WHAT IS BEING ASKED> For the data below, give again exactly the lines from the one containing "Objective — one point per instance of the blurred" through the one containing "Objective — one point per instance of the fingers", both ends included, and no others.
====== SUPPLIED RECORDS
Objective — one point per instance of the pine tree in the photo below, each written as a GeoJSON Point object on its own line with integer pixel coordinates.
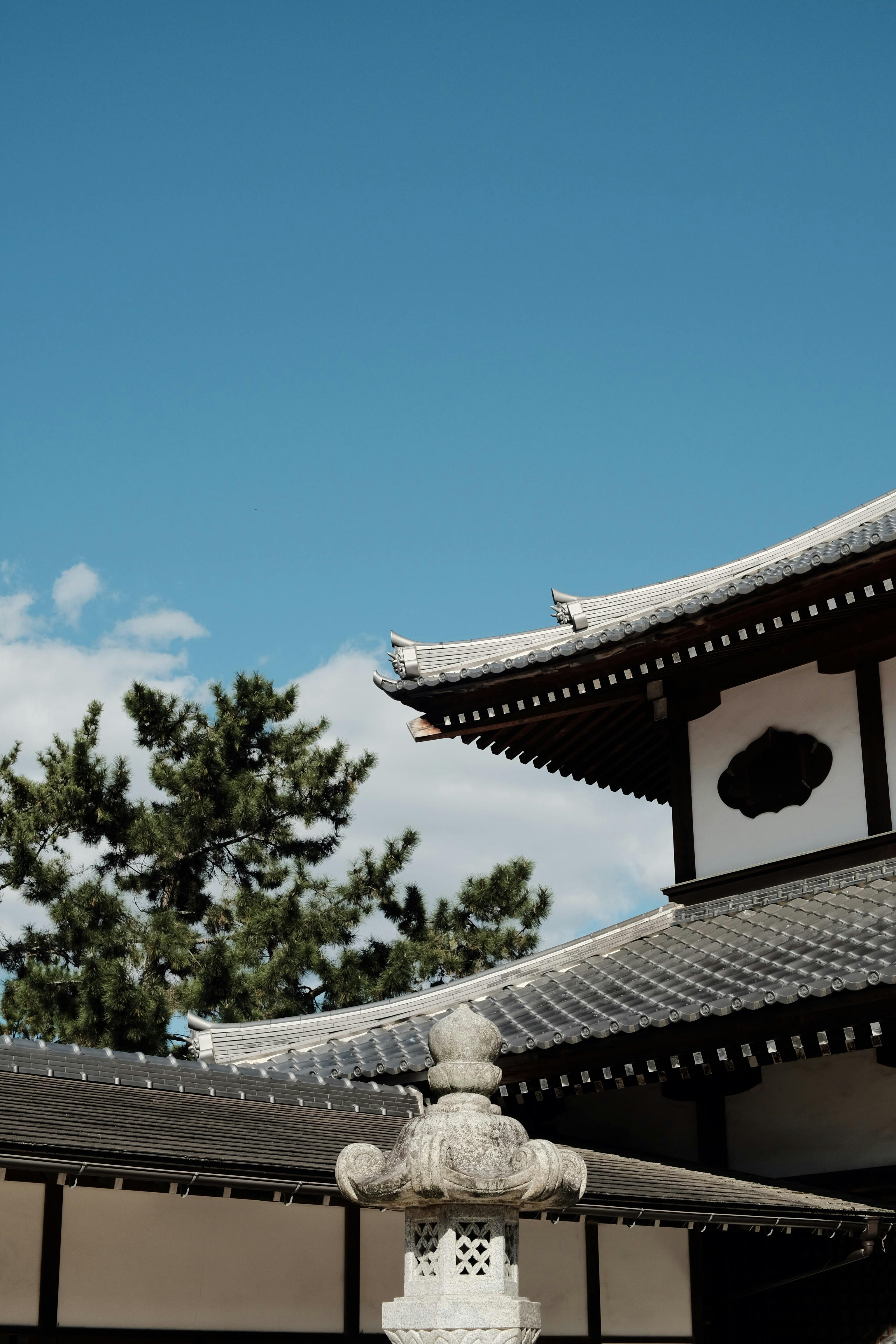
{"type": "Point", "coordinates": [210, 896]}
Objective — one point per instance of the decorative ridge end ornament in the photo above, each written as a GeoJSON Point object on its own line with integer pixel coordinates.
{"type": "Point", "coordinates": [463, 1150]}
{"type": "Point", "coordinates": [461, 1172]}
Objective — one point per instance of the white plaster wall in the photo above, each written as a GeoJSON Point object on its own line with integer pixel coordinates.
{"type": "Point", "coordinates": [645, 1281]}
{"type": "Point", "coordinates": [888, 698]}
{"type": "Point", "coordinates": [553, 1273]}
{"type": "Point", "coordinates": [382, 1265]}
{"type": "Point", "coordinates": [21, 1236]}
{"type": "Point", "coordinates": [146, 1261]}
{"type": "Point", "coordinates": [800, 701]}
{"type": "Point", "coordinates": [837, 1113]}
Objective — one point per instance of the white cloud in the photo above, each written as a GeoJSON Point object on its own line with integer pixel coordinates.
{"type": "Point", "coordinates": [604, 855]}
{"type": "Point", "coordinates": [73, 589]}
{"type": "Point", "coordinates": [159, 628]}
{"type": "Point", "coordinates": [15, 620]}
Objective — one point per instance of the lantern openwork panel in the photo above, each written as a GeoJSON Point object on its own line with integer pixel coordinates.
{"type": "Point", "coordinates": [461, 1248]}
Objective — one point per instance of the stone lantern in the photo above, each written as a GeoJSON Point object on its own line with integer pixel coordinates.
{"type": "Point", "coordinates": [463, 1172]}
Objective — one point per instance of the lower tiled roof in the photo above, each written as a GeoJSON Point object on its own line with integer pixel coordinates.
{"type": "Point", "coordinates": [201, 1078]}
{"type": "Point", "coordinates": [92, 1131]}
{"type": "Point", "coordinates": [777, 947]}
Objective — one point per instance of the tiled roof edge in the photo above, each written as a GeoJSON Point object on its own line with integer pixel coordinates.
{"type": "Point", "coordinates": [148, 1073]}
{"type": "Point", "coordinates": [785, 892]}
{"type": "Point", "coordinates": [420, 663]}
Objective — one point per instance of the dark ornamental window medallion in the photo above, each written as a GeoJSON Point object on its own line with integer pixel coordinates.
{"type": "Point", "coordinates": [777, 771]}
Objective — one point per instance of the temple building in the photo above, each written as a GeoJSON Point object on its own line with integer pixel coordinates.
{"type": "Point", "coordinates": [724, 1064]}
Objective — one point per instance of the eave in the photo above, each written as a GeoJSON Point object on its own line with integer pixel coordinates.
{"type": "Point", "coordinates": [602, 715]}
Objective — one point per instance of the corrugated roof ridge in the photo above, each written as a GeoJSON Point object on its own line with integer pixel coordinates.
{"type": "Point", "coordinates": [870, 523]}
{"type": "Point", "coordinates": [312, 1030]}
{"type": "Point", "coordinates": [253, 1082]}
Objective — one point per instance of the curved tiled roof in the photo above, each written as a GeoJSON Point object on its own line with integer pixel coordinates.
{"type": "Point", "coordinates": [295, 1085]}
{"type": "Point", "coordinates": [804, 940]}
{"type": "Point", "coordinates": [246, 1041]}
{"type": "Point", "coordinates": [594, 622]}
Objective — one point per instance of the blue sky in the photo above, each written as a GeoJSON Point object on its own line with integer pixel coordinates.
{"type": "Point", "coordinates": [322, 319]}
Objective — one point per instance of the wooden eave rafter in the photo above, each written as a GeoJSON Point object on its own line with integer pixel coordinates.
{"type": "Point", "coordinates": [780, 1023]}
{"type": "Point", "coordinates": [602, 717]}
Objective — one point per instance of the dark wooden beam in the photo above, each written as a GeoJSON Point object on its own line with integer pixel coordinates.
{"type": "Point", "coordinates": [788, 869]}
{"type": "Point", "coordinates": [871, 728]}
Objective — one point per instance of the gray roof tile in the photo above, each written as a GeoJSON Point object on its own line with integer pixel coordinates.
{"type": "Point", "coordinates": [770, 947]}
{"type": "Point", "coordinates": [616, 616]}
============
====== SUPPLIED RECORDS
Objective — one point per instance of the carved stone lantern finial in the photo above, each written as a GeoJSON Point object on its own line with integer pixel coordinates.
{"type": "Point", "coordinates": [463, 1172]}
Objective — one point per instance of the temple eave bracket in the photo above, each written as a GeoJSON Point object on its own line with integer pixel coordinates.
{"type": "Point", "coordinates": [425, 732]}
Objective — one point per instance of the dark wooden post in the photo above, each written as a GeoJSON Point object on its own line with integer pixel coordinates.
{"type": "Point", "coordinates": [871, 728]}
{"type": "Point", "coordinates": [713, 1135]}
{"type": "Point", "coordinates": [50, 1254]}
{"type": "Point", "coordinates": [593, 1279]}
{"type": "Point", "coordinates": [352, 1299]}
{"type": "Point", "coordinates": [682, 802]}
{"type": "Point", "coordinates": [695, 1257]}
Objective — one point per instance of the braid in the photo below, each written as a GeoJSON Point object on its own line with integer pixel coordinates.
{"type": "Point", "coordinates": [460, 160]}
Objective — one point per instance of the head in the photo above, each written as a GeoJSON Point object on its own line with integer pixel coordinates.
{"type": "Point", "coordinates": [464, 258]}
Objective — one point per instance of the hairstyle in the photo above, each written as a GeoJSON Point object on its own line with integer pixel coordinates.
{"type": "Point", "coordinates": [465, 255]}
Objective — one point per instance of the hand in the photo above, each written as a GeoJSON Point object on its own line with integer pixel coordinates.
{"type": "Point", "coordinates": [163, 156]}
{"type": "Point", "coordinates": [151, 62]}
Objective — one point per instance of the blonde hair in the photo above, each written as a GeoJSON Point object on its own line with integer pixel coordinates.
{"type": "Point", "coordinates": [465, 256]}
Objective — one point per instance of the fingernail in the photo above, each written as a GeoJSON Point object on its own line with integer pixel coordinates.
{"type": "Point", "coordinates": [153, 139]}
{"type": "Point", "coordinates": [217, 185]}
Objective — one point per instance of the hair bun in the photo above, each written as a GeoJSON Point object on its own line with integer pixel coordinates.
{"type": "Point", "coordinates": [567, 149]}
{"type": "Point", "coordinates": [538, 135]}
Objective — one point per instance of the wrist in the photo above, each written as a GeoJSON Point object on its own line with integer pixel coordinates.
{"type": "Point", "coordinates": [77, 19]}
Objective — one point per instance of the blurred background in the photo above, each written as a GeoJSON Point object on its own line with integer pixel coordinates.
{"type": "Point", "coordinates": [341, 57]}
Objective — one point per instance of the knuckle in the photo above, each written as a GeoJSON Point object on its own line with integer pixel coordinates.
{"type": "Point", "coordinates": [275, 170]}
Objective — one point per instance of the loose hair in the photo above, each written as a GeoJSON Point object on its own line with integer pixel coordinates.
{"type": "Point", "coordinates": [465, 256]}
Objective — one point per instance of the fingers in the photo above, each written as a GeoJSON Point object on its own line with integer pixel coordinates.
============
ANSWER TO THIS PROBLEM>
Objective — one point per instance of the blurred background in the photo above, each written as a GeoJSON Point object on its own line with integer pixel coordinates.
{"type": "Point", "coordinates": [341, 57]}
Objective — one point per instance of the knuckle in the photo above, each written as a GeoJSON Point object on its own line with integer pixel coordinates.
{"type": "Point", "coordinates": [275, 170]}
Objective — one point per instance of the loose hair in the photo above, each written as a GeoJSON Point object on its own line with integer pixel coordinates.
{"type": "Point", "coordinates": [465, 256]}
Objective — one point per instance of the fingers in the photo above, each written as a GeoJSON Point object on its own line with integer pixel coordinates.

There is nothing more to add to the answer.